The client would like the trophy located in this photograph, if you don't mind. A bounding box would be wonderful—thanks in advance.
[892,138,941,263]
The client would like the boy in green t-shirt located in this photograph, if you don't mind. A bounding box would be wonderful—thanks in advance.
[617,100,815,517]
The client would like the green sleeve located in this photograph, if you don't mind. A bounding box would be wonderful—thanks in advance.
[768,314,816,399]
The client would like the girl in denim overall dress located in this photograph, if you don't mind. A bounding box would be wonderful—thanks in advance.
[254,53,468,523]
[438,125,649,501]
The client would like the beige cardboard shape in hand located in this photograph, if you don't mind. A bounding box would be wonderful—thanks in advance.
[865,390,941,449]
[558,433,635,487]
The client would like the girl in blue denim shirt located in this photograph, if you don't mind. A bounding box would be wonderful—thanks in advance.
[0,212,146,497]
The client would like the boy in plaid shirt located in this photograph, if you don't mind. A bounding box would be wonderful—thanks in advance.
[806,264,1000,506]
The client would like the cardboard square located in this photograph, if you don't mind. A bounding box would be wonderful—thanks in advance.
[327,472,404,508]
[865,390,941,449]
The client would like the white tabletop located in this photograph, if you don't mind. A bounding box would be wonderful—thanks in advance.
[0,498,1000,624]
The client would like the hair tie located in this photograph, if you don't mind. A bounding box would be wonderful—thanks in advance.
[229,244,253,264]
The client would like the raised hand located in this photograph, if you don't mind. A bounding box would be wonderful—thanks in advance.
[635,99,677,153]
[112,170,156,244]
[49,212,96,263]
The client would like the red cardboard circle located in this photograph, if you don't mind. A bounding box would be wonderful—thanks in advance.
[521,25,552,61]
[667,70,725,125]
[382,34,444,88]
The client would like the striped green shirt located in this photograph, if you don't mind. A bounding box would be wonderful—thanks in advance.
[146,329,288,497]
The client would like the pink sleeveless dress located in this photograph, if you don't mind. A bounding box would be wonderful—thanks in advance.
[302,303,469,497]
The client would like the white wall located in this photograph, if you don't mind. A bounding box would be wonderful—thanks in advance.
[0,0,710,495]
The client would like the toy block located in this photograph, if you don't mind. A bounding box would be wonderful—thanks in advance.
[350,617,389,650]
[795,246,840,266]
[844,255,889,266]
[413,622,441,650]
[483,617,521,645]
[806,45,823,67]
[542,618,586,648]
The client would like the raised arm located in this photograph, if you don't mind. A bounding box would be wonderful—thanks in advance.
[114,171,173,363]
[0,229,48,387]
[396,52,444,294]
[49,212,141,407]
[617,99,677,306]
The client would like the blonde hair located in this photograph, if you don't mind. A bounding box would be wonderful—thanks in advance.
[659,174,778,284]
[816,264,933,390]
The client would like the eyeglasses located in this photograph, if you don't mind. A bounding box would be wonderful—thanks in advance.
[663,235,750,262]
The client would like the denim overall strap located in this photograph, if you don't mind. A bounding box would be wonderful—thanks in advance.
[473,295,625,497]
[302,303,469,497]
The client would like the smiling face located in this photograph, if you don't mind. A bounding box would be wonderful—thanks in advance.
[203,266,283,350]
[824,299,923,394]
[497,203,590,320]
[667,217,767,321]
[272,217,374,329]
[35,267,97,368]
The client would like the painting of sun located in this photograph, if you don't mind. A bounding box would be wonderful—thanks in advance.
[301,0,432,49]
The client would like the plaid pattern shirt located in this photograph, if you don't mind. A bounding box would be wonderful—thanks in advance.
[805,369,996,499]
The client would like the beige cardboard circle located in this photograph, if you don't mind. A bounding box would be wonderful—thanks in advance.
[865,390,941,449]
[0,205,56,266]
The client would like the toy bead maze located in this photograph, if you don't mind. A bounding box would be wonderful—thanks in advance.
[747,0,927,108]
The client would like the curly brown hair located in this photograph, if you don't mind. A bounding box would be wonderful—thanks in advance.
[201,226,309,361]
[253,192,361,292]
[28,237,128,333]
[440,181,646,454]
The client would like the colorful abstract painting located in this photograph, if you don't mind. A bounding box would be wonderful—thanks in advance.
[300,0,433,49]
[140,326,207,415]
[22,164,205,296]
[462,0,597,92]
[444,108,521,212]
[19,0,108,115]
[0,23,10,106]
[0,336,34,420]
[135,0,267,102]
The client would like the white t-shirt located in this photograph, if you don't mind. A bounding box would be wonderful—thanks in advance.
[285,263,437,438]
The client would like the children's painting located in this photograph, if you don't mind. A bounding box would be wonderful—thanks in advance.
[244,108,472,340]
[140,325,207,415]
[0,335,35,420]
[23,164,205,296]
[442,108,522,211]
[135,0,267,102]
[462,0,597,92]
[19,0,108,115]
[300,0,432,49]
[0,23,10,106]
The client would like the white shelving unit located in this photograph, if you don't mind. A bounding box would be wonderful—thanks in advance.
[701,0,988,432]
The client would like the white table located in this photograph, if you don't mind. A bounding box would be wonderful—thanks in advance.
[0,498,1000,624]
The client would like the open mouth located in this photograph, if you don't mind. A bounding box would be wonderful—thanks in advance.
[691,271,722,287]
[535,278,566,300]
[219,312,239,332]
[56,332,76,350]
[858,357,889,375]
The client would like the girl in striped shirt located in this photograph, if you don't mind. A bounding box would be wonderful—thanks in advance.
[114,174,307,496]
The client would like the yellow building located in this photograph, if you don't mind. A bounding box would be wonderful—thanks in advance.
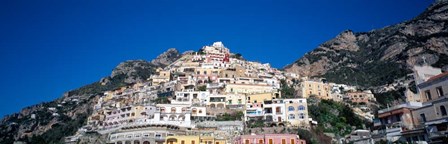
[247,92,280,104]
[225,84,277,94]
[219,66,246,78]
[302,81,332,99]
[165,136,226,144]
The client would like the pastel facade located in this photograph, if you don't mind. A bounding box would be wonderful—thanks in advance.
[347,92,376,104]
[283,98,309,128]
[225,84,277,94]
[165,136,226,144]
[233,134,306,144]
[302,81,332,99]
[413,72,448,143]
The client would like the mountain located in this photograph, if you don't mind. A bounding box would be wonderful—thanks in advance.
[0,49,181,143]
[284,0,448,87]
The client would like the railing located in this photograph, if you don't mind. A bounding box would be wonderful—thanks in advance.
[429,131,447,138]
[378,102,422,113]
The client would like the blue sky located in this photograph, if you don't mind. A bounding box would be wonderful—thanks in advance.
[0,0,432,117]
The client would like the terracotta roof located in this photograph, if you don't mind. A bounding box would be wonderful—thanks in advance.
[426,71,448,82]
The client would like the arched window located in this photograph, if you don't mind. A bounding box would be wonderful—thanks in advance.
[297,105,305,110]
[288,114,296,119]
[440,106,446,116]
[299,113,305,119]
[288,106,294,111]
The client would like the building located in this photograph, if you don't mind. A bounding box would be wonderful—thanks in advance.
[372,102,422,142]
[165,136,226,144]
[409,72,448,143]
[347,91,376,104]
[225,84,277,94]
[283,98,309,129]
[346,130,374,144]
[233,134,306,144]
[302,81,332,99]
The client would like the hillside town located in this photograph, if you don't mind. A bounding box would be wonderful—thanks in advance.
[40,42,436,144]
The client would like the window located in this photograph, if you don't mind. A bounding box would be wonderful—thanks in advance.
[425,90,432,100]
[395,115,401,121]
[440,106,446,116]
[288,106,294,111]
[420,114,426,122]
[436,87,443,97]
[299,113,305,119]
[288,114,296,119]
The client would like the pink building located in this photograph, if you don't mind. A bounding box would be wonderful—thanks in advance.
[233,134,306,144]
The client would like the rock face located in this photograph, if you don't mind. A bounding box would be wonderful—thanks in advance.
[151,48,181,67]
[110,60,156,83]
[0,49,180,143]
[109,48,181,84]
[285,0,448,87]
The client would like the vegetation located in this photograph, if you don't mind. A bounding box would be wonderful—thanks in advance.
[297,129,331,144]
[69,74,127,96]
[216,111,244,121]
[280,79,295,98]
[308,98,364,136]
[154,97,170,104]
[246,120,265,128]
[198,85,207,91]
[375,88,406,108]
[324,61,410,87]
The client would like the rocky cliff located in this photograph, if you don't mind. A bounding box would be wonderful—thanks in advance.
[285,0,448,87]
[0,49,180,143]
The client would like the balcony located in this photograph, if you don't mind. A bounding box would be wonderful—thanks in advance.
[428,131,447,139]
[207,83,225,89]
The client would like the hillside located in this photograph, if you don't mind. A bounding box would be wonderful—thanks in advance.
[0,49,180,143]
[284,1,448,87]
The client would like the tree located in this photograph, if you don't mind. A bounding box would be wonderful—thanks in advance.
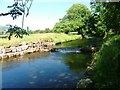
[54,4,90,34]
[0,0,33,40]
[88,2,120,37]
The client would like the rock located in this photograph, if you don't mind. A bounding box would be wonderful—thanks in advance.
[0,47,5,54]
[0,54,8,59]
[77,78,93,88]
[20,45,28,51]
[19,42,27,46]
[16,47,22,52]
[6,53,15,58]
[10,46,17,53]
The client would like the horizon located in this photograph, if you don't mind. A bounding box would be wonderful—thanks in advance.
[0,0,90,30]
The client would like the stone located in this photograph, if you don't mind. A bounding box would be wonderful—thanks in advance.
[16,47,22,52]
[0,47,5,54]
[19,45,28,51]
[5,48,12,53]
[19,42,27,46]
[6,53,15,58]
[10,46,17,52]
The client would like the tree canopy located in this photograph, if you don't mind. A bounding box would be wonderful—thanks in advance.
[53,4,90,34]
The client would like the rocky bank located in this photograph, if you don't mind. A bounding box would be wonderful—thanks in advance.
[0,41,55,59]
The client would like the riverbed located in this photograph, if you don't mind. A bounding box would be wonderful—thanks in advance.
[2,40,91,88]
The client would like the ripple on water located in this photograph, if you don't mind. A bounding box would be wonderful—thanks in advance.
[32,76,37,79]
[29,81,35,84]
[58,73,65,77]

= = =

(Aim of the exercise): Print the rows above verbatim, from the first line through the line containing "[806,264,1000,506]", inclusive of both.

(Exercise response):
The client would like the trophy located in this photograph, if you don't mind. A bounding box would be wonderful—thanks in advance.
[892,138,941,263]
The client would like the boy in green t-shirt located in this photograph, if you don't mind. A bounding box would be wonderful—thanks in advance.
[617,100,815,517]
The client would like the green sleeve located in this photograph, if you don't mind. A bounding box would be wonderful—thanks in advance.
[768,314,816,399]
The client would like the girl in denim overall dress located in this photograph, if you don't mind. A bounding box would be wonderful—thanks in advance.
[254,53,468,523]
[438,125,649,501]
The client would like the beige cardboard shape in hand located in this photograph, if you don't mind. A bounding box would be wonderful—thanks in advance.
[865,390,941,449]
[558,433,635,487]
The client would like the girl in blue denim shirt located in this photograph, if you don't mind. A bounding box would be wonderful—thanks in advance.
[0,212,146,497]
The client would like the boy in plaid shirt located in this photograph, if you don't mind. A bounding box would be wonderful—thanks in advance.
[806,264,1000,506]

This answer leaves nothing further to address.